◆ **INSTRUCTIONS TO FOLLOW**
Repeat the lines of the listing below exactly, starting at the line that contains "The component shall locate one point per instance of the 2013" and running through the last line, both included, and only those.

◆ **ENTRIES SHOWN**
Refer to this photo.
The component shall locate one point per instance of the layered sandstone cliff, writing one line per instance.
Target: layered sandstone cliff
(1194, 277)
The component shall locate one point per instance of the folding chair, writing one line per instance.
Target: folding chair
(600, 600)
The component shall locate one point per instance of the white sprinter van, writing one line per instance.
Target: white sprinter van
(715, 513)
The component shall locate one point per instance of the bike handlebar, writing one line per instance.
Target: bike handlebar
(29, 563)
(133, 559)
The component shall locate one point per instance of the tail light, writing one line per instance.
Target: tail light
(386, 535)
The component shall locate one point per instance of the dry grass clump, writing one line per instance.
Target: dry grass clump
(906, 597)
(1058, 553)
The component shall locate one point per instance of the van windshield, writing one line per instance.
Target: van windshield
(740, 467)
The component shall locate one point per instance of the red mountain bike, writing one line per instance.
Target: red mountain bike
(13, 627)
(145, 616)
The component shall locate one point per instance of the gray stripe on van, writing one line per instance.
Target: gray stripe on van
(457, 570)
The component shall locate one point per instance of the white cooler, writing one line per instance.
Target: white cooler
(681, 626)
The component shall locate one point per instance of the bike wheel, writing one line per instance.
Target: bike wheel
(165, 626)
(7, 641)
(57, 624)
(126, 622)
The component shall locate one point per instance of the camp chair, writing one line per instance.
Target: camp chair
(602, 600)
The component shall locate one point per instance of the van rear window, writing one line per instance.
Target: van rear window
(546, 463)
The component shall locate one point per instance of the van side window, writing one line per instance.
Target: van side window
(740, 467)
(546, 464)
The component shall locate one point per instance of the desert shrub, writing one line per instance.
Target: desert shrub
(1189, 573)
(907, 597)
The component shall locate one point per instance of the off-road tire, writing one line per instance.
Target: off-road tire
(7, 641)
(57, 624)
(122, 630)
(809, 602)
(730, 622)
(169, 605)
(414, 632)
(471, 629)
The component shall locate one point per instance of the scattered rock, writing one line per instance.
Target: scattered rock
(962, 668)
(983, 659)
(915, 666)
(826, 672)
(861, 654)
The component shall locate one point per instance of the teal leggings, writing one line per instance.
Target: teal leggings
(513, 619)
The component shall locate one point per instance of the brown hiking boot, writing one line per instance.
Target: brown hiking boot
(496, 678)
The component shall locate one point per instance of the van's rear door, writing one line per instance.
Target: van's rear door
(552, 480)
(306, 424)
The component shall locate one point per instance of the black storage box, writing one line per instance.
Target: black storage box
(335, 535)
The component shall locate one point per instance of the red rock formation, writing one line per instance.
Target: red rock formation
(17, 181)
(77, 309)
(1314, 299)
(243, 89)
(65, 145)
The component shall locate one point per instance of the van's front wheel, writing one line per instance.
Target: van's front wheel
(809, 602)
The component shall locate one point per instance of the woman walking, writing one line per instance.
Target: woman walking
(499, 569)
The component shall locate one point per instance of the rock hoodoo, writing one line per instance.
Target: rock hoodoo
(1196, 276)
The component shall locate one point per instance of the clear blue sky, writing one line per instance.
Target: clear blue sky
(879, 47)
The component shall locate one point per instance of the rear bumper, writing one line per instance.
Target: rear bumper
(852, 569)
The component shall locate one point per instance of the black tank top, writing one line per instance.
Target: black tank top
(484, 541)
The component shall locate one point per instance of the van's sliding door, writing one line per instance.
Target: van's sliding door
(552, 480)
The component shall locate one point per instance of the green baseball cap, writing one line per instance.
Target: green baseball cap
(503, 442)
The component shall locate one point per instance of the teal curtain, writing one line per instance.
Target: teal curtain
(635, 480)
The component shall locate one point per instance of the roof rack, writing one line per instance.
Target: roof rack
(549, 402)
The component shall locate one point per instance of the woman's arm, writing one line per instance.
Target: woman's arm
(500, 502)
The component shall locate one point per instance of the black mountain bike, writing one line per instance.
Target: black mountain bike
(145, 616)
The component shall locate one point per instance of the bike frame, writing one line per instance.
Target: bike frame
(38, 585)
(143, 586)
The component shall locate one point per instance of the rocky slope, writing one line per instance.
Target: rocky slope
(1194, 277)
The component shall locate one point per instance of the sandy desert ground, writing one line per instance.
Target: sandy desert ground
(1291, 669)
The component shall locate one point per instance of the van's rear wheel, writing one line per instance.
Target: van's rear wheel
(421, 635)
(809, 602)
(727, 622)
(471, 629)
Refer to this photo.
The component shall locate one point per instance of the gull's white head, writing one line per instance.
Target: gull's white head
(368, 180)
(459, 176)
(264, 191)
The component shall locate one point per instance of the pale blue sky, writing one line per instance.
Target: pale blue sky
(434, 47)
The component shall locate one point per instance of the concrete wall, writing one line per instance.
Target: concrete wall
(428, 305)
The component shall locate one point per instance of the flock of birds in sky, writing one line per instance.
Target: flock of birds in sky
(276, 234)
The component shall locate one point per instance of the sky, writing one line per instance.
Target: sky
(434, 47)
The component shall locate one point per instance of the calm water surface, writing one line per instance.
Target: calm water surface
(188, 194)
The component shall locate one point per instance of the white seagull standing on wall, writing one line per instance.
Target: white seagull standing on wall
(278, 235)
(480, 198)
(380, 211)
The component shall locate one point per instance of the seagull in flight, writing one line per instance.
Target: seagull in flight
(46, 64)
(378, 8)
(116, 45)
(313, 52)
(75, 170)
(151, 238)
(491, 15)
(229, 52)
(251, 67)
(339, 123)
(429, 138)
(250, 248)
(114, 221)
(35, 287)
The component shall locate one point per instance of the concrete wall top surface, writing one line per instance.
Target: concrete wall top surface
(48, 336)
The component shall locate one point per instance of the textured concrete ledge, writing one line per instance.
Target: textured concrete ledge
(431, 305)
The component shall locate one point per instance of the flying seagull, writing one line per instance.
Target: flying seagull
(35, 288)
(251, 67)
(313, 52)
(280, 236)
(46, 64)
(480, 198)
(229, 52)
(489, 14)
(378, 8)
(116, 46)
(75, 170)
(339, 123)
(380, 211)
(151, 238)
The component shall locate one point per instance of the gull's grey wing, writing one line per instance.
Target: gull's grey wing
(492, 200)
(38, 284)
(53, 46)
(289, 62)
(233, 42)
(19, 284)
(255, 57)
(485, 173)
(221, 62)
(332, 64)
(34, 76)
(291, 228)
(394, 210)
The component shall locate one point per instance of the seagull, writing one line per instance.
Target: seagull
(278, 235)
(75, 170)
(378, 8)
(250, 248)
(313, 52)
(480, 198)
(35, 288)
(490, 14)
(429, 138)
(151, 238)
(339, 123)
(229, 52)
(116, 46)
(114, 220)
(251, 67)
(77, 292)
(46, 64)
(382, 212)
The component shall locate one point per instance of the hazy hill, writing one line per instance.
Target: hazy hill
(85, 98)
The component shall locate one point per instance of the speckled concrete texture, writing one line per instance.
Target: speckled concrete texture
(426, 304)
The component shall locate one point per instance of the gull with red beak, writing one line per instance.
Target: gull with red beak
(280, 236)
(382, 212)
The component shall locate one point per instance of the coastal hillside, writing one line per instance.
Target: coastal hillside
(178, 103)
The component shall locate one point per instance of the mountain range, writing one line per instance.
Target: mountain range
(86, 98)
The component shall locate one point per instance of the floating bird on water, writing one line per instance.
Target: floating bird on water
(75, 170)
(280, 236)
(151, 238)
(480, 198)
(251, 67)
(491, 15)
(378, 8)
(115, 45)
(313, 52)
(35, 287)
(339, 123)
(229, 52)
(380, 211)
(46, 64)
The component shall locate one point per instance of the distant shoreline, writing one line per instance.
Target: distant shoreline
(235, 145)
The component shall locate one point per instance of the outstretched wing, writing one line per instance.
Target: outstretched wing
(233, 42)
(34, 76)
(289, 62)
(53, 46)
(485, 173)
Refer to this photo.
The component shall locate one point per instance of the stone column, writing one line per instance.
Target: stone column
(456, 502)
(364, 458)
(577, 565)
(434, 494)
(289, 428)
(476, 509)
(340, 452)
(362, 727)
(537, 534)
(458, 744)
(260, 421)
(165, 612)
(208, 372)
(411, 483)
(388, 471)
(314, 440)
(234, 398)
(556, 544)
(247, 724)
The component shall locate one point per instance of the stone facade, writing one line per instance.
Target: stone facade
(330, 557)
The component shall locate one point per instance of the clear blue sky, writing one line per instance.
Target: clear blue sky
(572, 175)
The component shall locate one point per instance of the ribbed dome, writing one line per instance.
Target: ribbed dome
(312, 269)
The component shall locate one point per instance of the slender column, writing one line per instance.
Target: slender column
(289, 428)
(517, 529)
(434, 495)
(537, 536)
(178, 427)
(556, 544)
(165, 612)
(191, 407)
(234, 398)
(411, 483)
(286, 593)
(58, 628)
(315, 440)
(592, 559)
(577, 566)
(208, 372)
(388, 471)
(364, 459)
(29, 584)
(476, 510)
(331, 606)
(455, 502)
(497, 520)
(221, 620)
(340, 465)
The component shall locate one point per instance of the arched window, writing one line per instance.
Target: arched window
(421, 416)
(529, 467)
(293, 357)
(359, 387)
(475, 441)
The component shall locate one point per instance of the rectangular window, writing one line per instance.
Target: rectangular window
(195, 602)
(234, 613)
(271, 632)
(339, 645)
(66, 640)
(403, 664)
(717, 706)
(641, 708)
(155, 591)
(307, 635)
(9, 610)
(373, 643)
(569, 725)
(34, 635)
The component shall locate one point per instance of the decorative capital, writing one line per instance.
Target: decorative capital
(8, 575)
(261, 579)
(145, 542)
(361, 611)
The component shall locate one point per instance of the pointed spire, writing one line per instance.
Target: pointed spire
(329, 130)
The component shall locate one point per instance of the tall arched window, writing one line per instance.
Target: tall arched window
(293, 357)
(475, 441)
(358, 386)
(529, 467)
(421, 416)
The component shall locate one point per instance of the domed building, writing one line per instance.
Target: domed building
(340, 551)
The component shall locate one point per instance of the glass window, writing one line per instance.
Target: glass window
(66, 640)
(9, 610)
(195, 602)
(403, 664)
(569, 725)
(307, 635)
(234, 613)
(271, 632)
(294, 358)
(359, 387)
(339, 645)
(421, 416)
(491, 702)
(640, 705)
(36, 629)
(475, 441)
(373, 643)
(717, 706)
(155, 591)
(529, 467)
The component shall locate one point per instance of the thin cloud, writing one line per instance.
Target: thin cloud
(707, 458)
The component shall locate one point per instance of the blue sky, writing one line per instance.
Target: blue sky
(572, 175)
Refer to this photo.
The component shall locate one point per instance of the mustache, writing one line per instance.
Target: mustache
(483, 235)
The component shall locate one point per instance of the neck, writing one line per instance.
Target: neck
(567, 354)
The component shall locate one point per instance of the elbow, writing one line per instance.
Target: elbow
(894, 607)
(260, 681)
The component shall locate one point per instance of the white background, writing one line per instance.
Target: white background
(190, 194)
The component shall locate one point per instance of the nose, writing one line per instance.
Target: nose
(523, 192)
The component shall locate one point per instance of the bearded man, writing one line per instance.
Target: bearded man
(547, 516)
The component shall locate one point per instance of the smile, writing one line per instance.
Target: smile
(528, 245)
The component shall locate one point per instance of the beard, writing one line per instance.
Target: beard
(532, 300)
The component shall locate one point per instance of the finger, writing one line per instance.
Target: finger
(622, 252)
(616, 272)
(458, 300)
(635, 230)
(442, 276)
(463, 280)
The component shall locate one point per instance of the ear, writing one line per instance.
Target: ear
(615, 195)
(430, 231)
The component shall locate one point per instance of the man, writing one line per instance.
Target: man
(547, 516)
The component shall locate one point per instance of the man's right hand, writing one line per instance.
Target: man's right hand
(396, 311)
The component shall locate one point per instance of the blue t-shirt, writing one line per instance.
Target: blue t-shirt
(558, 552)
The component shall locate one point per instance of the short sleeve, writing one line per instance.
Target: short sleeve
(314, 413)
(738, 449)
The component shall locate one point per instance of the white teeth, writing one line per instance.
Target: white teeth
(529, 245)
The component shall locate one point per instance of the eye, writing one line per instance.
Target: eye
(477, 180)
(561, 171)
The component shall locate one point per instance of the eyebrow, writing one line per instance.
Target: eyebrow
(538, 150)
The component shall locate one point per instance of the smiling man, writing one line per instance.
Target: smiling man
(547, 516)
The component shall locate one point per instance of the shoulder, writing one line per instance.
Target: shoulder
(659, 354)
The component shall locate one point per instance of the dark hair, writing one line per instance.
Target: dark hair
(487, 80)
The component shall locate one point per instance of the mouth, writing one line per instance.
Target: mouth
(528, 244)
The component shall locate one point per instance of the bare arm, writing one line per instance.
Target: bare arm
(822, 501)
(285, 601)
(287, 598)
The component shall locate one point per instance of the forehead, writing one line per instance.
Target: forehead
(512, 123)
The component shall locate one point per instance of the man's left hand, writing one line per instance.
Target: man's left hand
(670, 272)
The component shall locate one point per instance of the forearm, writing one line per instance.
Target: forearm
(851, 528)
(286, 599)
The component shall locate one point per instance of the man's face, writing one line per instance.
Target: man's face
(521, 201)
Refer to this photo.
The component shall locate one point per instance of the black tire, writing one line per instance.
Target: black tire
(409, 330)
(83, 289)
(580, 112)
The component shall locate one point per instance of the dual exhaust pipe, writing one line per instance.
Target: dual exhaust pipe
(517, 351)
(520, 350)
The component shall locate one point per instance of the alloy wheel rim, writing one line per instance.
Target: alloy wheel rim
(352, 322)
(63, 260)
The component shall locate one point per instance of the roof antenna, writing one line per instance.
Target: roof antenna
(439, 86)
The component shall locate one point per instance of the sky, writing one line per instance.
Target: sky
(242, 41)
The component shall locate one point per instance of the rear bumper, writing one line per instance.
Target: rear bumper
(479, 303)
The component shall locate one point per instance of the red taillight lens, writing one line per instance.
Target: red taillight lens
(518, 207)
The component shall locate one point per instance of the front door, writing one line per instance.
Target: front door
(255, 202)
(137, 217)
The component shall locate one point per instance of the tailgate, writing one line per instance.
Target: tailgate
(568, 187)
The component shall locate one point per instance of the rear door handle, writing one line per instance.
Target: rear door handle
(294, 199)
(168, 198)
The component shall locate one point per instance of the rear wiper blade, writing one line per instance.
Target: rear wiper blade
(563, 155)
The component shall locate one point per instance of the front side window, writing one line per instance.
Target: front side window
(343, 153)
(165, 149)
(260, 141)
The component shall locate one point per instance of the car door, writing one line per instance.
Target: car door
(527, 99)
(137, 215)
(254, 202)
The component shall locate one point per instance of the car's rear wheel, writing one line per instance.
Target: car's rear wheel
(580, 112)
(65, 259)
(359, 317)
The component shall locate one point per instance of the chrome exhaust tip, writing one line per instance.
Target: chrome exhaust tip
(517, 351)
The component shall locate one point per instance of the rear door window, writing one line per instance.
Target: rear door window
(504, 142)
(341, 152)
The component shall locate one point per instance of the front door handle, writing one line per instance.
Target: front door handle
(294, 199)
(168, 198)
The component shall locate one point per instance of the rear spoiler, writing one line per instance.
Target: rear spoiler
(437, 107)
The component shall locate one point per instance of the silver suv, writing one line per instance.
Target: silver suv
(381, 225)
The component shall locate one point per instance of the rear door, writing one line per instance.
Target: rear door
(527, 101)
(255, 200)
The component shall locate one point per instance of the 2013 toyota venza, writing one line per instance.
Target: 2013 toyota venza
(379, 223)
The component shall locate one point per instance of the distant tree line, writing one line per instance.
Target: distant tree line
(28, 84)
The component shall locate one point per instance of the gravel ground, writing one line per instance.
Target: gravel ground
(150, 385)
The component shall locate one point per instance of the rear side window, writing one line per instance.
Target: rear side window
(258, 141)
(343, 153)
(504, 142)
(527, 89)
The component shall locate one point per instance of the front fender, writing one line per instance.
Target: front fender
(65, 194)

◆ **WRITTEN RESPONSE**
The component shall locate one point per instance of the 2013 toyota venza, writing one line per instance.
Target: 2013 toyota venza
(379, 223)
The component shall locate one point per instance of the distant tree line, writing one line per instance.
Target: distant tree line
(28, 84)
The component shall locate one point per instance of the gravel ground, writing one line per instance.
Target: gravel ground
(150, 385)
The component shall locate one point per instance of the rear side window, writing one line per instance.
Target: rear side window
(258, 141)
(343, 153)
(504, 142)
(527, 89)
The component shall locate one point per instance of the front fender, writing one line per instance.
Target: front fender
(65, 194)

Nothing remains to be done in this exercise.